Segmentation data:
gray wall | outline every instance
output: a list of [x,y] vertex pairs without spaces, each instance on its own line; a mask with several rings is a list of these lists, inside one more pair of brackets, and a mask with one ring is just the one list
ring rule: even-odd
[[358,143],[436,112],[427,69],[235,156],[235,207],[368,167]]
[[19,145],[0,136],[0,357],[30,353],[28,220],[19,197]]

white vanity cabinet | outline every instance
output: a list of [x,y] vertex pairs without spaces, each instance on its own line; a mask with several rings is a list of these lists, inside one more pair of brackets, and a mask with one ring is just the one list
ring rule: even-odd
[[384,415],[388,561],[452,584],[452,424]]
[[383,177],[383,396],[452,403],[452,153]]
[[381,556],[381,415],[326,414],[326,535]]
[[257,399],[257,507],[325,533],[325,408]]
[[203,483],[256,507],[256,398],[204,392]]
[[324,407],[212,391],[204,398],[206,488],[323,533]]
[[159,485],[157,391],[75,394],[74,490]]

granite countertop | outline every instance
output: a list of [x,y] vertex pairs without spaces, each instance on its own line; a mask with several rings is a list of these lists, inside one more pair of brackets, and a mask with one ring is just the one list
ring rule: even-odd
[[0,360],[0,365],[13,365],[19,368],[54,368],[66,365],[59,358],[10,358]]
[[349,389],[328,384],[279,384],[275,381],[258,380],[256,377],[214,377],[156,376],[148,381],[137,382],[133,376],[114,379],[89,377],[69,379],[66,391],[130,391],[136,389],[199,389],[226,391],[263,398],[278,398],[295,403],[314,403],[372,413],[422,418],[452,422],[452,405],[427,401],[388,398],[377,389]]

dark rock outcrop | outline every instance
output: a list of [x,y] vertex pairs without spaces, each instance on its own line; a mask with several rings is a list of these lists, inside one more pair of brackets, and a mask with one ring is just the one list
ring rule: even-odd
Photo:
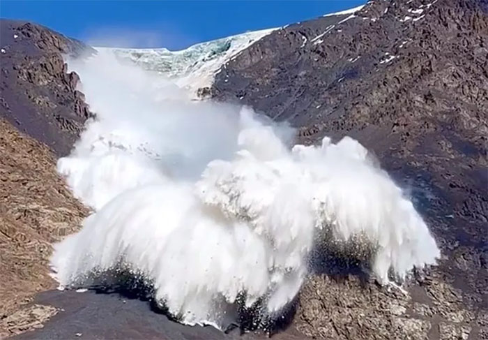
[[409,190],[445,256],[393,305],[354,276],[316,276],[297,320],[307,335],[488,334],[487,3],[370,1],[353,15],[279,29],[218,73],[215,98],[289,121],[301,142],[361,142]]
[[0,117],[67,154],[91,113],[63,56],[95,51],[42,26],[6,20],[0,20]]

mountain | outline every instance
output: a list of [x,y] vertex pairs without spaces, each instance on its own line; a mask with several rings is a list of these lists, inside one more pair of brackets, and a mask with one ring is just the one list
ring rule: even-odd
[[[250,105],[287,121],[301,142],[351,135],[409,189],[441,248],[440,265],[416,275],[418,284],[404,296],[358,274],[356,263],[328,262],[302,290],[293,323],[302,332],[298,339],[484,339],[487,12],[484,0],[373,0],[349,11],[183,51],[109,51],[176,79],[201,99]],[[53,313],[38,306],[33,311],[22,302],[52,287],[45,265],[49,243],[75,230],[87,213],[54,169],[53,152],[66,154],[92,115],[62,54],[107,49],[92,50],[31,23],[0,24],[0,173],[6,178],[0,218],[7,221],[0,226],[0,249],[3,272],[13,283],[0,290],[6,302],[0,327],[17,333],[38,324],[25,320],[43,314],[39,308],[47,309],[43,315]],[[25,293],[13,294],[16,287]],[[82,305],[81,295],[70,295],[73,311]],[[121,302],[101,301],[93,298],[93,310],[133,316]],[[147,309],[138,312],[152,313]],[[70,313],[63,322],[84,325],[93,337],[106,326],[89,322],[89,312]],[[56,332],[73,337],[56,323],[61,322],[53,320],[43,337]],[[154,332],[151,336],[162,336]]]
[[369,1],[353,13],[274,31],[217,74],[215,99],[289,121],[305,143],[349,135],[372,150],[410,189],[446,258],[422,284],[425,300],[395,307],[411,319],[385,316],[381,300],[351,296],[351,281],[337,290],[326,277],[314,279],[299,311],[306,334],[367,339],[376,331],[375,339],[388,339],[407,327],[425,330],[413,339],[487,334],[474,321],[487,315],[487,8]]
[[275,29],[244,33],[190,46],[180,51],[166,48],[109,48],[119,58],[174,80],[176,84],[203,96],[213,83],[215,73],[229,60]]
[[29,22],[0,21],[0,116],[67,154],[91,113],[63,55],[95,52],[82,43]]

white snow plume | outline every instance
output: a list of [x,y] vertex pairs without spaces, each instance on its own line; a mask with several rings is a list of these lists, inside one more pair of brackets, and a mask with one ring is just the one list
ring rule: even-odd
[[109,53],[70,66],[97,116],[58,168],[95,212],[55,246],[61,285],[128,270],[182,322],[223,327],[237,300],[270,316],[285,307],[320,230],[366,239],[383,283],[439,256],[411,202],[356,140],[290,148],[286,126],[188,101]]

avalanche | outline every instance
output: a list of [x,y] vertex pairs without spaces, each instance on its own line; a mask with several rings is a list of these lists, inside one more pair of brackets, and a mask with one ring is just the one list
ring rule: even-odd
[[69,65],[97,117],[58,170],[94,212],[55,246],[61,285],[128,270],[181,322],[224,327],[240,304],[271,316],[287,306],[324,233],[326,246],[365,242],[382,283],[439,256],[412,203],[357,141],[292,145],[286,125],[192,102],[111,51]]

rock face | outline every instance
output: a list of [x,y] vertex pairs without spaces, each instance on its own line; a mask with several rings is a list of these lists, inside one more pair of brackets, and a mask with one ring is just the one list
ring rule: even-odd
[[56,286],[47,266],[51,244],[74,232],[88,213],[55,165],[45,145],[0,119],[0,338],[52,313],[22,305]]
[[[359,140],[403,181],[442,249],[439,267],[415,275],[409,296],[376,286],[356,264],[317,268],[296,314],[294,326],[303,334],[488,337],[487,8],[486,1],[475,0],[369,1],[353,14],[273,31],[229,60],[213,85],[200,91],[288,120],[304,143],[324,135]],[[7,278],[0,286],[2,337],[40,327],[56,313],[22,304],[52,287],[50,243],[75,230],[87,211],[56,175],[56,158],[46,145],[68,153],[91,114],[76,89],[77,76],[67,73],[61,58],[80,55],[86,46],[32,24],[0,25],[0,270]],[[61,334],[56,327],[66,320],[91,325],[91,311],[102,316],[123,309],[91,293],[80,309],[82,295],[55,297],[73,311],[55,316],[59,323],[40,337],[68,334],[70,330]],[[89,334],[104,334],[104,323],[93,324]],[[128,325],[128,333],[114,332],[137,337],[147,331],[130,333],[135,330]],[[196,332],[188,338],[199,337]]]
[[358,139],[404,181],[445,256],[411,299],[393,304],[355,275],[337,282],[317,273],[328,275],[312,279],[300,298],[305,334],[488,334],[487,70],[487,1],[374,0],[353,15],[273,32],[217,75],[215,98],[289,121],[302,142]]
[[67,154],[91,114],[63,54],[95,51],[40,25],[0,20],[0,117]]

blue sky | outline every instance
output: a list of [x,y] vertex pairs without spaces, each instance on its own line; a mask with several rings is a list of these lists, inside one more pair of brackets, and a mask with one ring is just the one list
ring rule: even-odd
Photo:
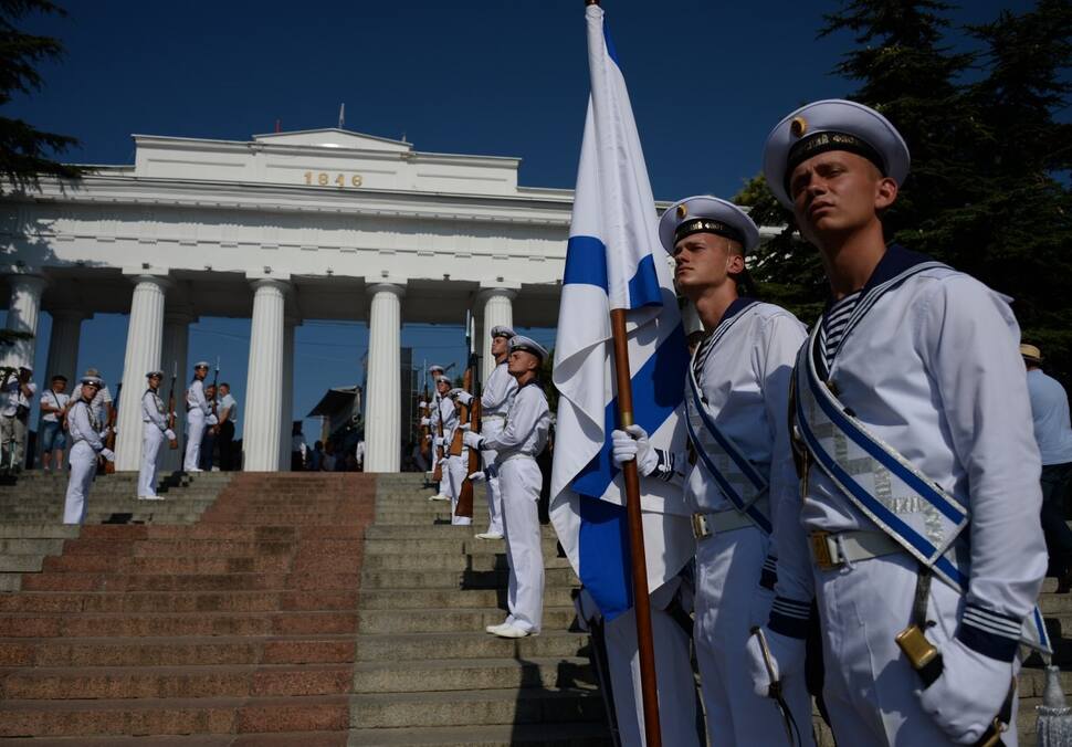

• [Given request]: Return every line of the data above verbatim, omitting the pictures.

• [Reply]:
gray wall | outline every instance
output: a list of [x,y] vertex pairs without spaces, each instance on its own line; a mask with several rings is a list of these lists, inside one more pair of brackets, and a mask with one ring is just the one list
ring rule: even-odd
[[358,143],[436,112],[427,69],[235,156],[235,207],[368,167]]
[[19,145],[0,136],[0,357],[30,353],[28,220],[19,197]]

white vanity cabinet | outline every instance
output: a list of [x,y] vertex pairs without spaces, each instance on its own line; a mask with several rings is a list of these lists, inside one more pair of brackets, and a mask with one ring is just the one list
ring rule: even-odd
[[384,415],[388,561],[452,584],[452,424]]
[[383,177],[383,396],[452,403],[452,153]]
[[381,556],[381,415],[326,414],[326,535]]
[[257,399],[257,507],[325,533],[325,408]]
[[203,483],[256,507],[256,398],[204,392]]
[[324,407],[212,391],[204,398],[206,488],[323,533]]
[[159,485],[157,391],[75,394],[74,490]]

granite countertop | outline every instance
output: a list of [x,y] vertex pairs without spaces, each instance on its own line; a mask with several rings is a list of these lists, inside one more pair of brackets, and a mask with one ring is just the one list
ring rule: even-odd
[[0,360],[0,365],[13,365],[19,368],[54,368],[66,365],[59,358],[10,358]]
[[349,389],[328,384],[279,384],[275,381],[258,380],[256,377],[214,377],[156,376],[148,381],[137,382],[133,376],[114,379],[89,377],[69,379],[66,391],[130,391],[136,389],[199,389],[226,391],[263,398],[278,398],[295,403],[314,403],[372,413],[422,418],[452,422],[452,405],[427,401],[388,398],[377,389]]

dark rock outcrop | outline every instance
output: a list of [x,y] vertex pairs without spaces, each instance on its own line; a mask with several rings is a list of these lists, inside one more pair of brackets, and a mask with one ring is just the one list
ring rule: even-odd
Photo:
[[409,190],[445,256],[393,305],[354,276],[316,276],[297,320],[307,335],[488,334],[487,3],[370,1],[353,15],[279,29],[218,73],[215,98],[289,121],[301,142],[361,142]]
[[0,117],[67,154],[91,113],[63,56],[95,51],[42,26],[6,20],[0,20]]

mountain | outline every instance
output: a list of [x,y] vertex pairs without spaces, each instance on its own line; a mask with several rings is a list of these lists, inside one more pair of brackets, and a mask with one ring is just the one list
ring rule: even-odd
[[[250,105],[287,121],[301,142],[351,135],[409,189],[441,248],[440,265],[416,275],[418,284],[404,296],[358,274],[356,263],[328,262],[302,290],[293,323],[302,332],[298,339],[484,339],[487,12],[484,0],[373,0],[349,11],[183,51],[109,51],[176,79],[201,99]],[[53,313],[38,306],[33,311],[22,302],[52,287],[45,265],[49,243],[75,230],[87,213],[54,169],[53,152],[66,154],[92,115],[62,54],[107,49],[92,50],[31,23],[0,24],[0,173],[6,178],[0,218],[7,221],[0,226],[0,249],[3,272],[13,283],[0,290],[6,302],[0,327],[17,333],[38,324],[25,320],[43,314],[39,308],[47,309],[43,315]],[[25,293],[13,294],[16,287]],[[82,305],[81,295],[70,295],[73,311]],[[121,302],[101,301],[93,298],[93,310],[133,316]],[[147,309],[138,312],[152,313]],[[70,313],[63,322],[84,325],[93,337],[106,326],[89,322],[89,312]],[[56,332],[73,337],[56,323],[61,322],[53,320],[43,337]],[[154,332],[151,336],[162,336]]]
[[369,1],[353,13],[274,31],[217,74],[215,99],[289,121],[305,143],[349,135],[372,150],[410,189],[446,258],[422,284],[425,300],[395,307],[411,319],[385,316],[381,300],[351,296],[351,281],[337,290],[326,277],[314,279],[299,311],[306,334],[367,339],[376,331],[375,339],[388,339],[407,327],[425,330],[413,339],[487,334],[474,321],[487,315],[487,8]]
[[275,29],[244,33],[190,46],[180,51],[166,48],[109,48],[119,58],[174,80],[176,84],[203,96],[213,83],[215,73],[229,60]]
[[29,22],[0,21],[0,116],[67,154],[91,113],[63,55],[95,52],[82,43]]

white snow plume | outline every instance
output: a list of [x,y] vertex pairs without spaces, each instance on its own line; a mask with several rings is a list of these lists, inside one more pair of brackets, and a mask with one ring is just the one list
ring rule: even-odd
[[109,53],[70,66],[97,116],[58,168],[95,212],[55,246],[61,285],[128,270],[182,322],[223,327],[237,300],[270,316],[285,307],[320,230],[366,239],[383,283],[439,256],[411,202],[356,140],[290,148],[286,126],[188,101]]

avalanche | outline every instance
output: a list of [x,y] vertex pairs without spaces, each instance on its own line; a mask with several rings is a list of these lists, inside one more pair of brackets, and a mask with one ring is just the one list
ring rule: even-odd
[[69,65],[97,117],[58,170],[94,212],[55,246],[61,285],[128,270],[181,322],[224,327],[240,304],[271,316],[287,306],[324,233],[326,246],[365,242],[382,283],[439,256],[412,203],[357,141],[292,145],[286,125],[192,102],[111,51]]

rock face | outline every instance
output: a list of [x,y] vertex pairs without spaces, each instance on its own line; a mask with several rings is a list of these lists, inside one more pair of brackets, and a mask with one ring is just the one list
ring rule: even-odd
[[56,286],[47,266],[51,244],[74,232],[88,213],[55,165],[45,145],[0,119],[0,338],[52,313],[22,305]]
[[[359,140],[403,181],[442,249],[439,267],[415,275],[409,296],[376,286],[356,264],[317,268],[296,314],[294,326],[303,334],[488,337],[487,8],[486,1],[475,0],[369,1],[353,14],[273,31],[229,60],[213,85],[200,91],[288,120],[304,143],[324,135]],[[7,278],[0,286],[2,337],[40,327],[56,313],[22,304],[52,287],[50,243],[75,230],[87,211],[56,175],[56,158],[46,145],[68,153],[91,114],[76,89],[77,76],[67,73],[61,58],[80,55],[86,46],[32,24],[0,25],[0,270]],[[61,334],[56,327],[66,320],[91,325],[91,311],[102,316],[123,309],[91,293],[80,309],[82,295],[55,297],[73,311],[55,316],[59,323],[40,337],[68,334],[70,330]],[[89,334],[104,334],[104,323],[93,324]],[[128,325],[128,333],[114,332],[137,337],[147,331],[130,333],[135,330]],[[196,332],[188,338],[199,337]]]
[[358,139],[404,181],[445,256],[411,299],[393,304],[355,275],[337,282],[317,273],[328,275],[312,279],[300,298],[305,334],[488,334],[487,70],[487,1],[374,0],[353,15],[273,32],[217,75],[215,98],[289,121],[302,142]]
[[67,154],[91,114],[63,54],[95,51],[40,25],[0,20],[0,117]]

blue sky | outline every instance
output: a list of [x,y] vertex pairs without spaces, each instance on its own line; a mask with several rings is a list of these lists, inside one more pair of brackets, and a mask with one ring is just the one list
ring rule: even-odd
Photo:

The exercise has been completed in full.